**Exercise directions:**
Turn every line of the entries below into a JSON list of strings, with one string per line and no blank lines. Leave the pictures out.

**Stored records:**
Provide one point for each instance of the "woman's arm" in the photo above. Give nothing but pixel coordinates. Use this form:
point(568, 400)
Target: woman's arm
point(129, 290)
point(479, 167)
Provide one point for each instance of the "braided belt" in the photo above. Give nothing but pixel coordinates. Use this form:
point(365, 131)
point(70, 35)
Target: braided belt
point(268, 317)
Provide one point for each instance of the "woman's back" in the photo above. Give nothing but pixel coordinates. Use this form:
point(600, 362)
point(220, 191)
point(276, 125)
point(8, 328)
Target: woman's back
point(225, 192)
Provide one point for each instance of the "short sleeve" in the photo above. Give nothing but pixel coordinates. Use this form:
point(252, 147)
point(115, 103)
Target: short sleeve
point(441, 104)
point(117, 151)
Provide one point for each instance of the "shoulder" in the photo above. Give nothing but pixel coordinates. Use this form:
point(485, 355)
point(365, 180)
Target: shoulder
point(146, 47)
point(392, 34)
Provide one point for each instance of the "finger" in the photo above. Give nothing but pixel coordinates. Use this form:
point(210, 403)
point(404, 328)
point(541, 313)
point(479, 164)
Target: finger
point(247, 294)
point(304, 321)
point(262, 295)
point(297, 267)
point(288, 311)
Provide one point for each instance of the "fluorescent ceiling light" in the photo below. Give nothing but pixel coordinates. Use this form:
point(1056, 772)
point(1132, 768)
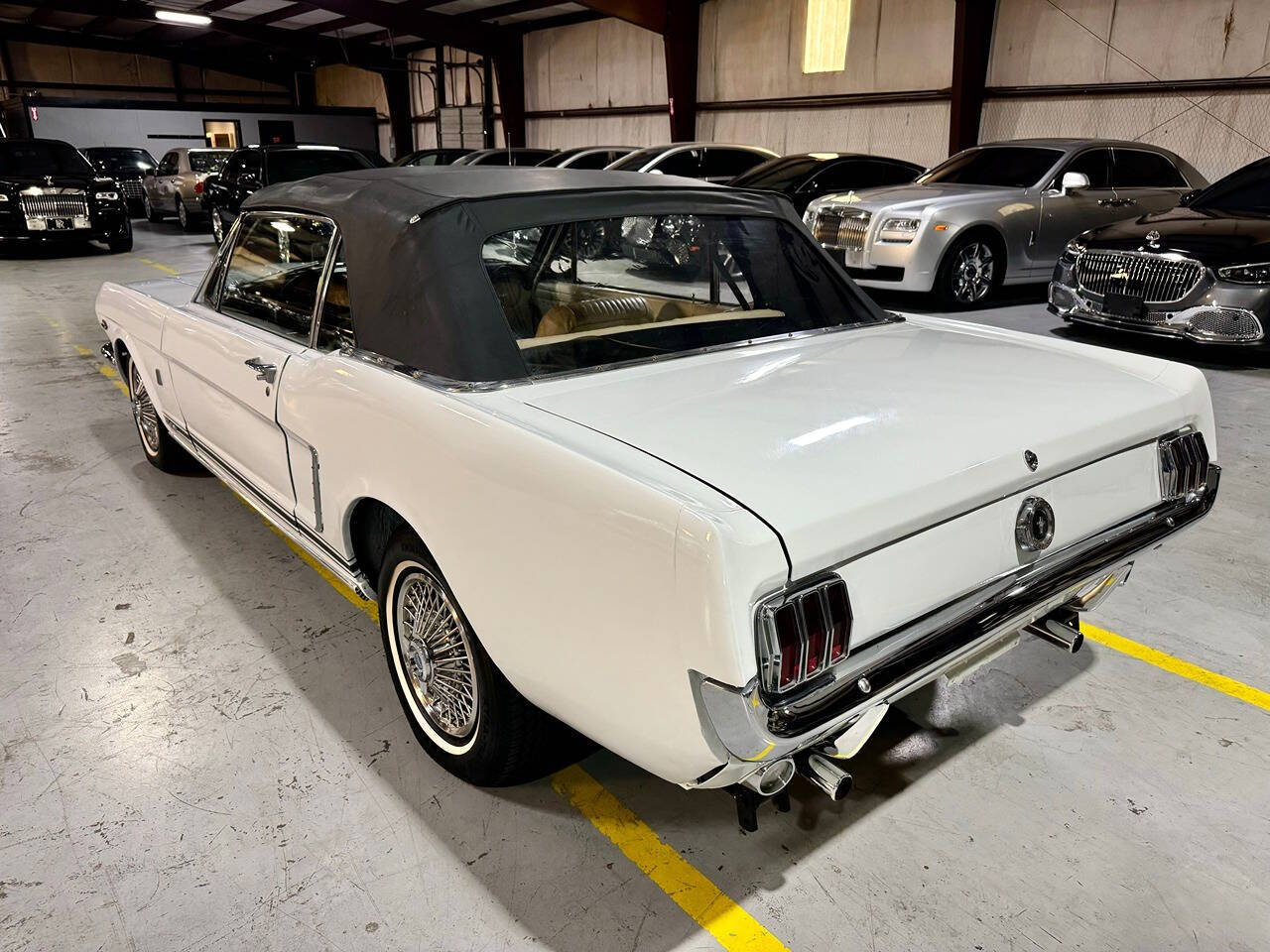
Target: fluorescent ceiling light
point(185, 19)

**Exercise output:**
[
  "Provide one point for each instance of the \"woman's arm\" in the photo above. Give nothing but pixel coordinates. Use this form:",
  "point(568, 400)",
  "Target: woman's arm",
  "point(129, 290)",
  "point(479, 167)",
  "Provide one point for each instance of the \"braided belt\" in the photo above. Give nothing but pixel coordinates. Use this form:",
  "point(365, 131)",
  "point(70, 35)",
  "Target: braided belt",
  "point(268, 317)",
  "Provide one point for each instance of the \"woman's back\" in the photo above. Give nothing but pixel coordinates. Use this form:",
  "point(600, 362)",
  "point(220, 191)",
  "point(276, 125)",
  "point(8, 328)",
  "Target: woman's back",
  "point(225, 192)",
  "Provide one point for each instance of the \"short sleeve\" in the photo above. Give nothing but pixel coordinates. Use this form:",
  "point(252, 147)",
  "point(115, 103)",
  "Target: short sleeve",
  "point(441, 104)",
  "point(117, 151)",
  "Provide one point for each instance of the \"shoulder\" in the photo above. Give nothing but pixel coordinates. Use this form:",
  "point(485, 355)",
  "point(365, 180)",
  "Target: shoulder",
  "point(146, 47)",
  "point(392, 34)",
  "Provide one point for each instance of the \"finger\" in the photo above. Give nothing but pixel coordinates. Use this form:",
  "point(210, 403)",
  "point(404, 328)",
  "point(541, 313)",
  "point(479, 164)",
  "Target: finger",
  "point(247, 294)",
  "point(304, 321)",
  "point(262, 295)",
  "point(297, 267)",
  "point(288, 311)",
  "Provide one point for each instance of the \"fluorescent ceiling light\" in the photo below. Give nothing but pixel coordinates. Use this form:",
  "point(1056, 772)",
  "point(1132, 768)",
  "Target: fluorescent ceiling light",
  "point(185, 19)"
]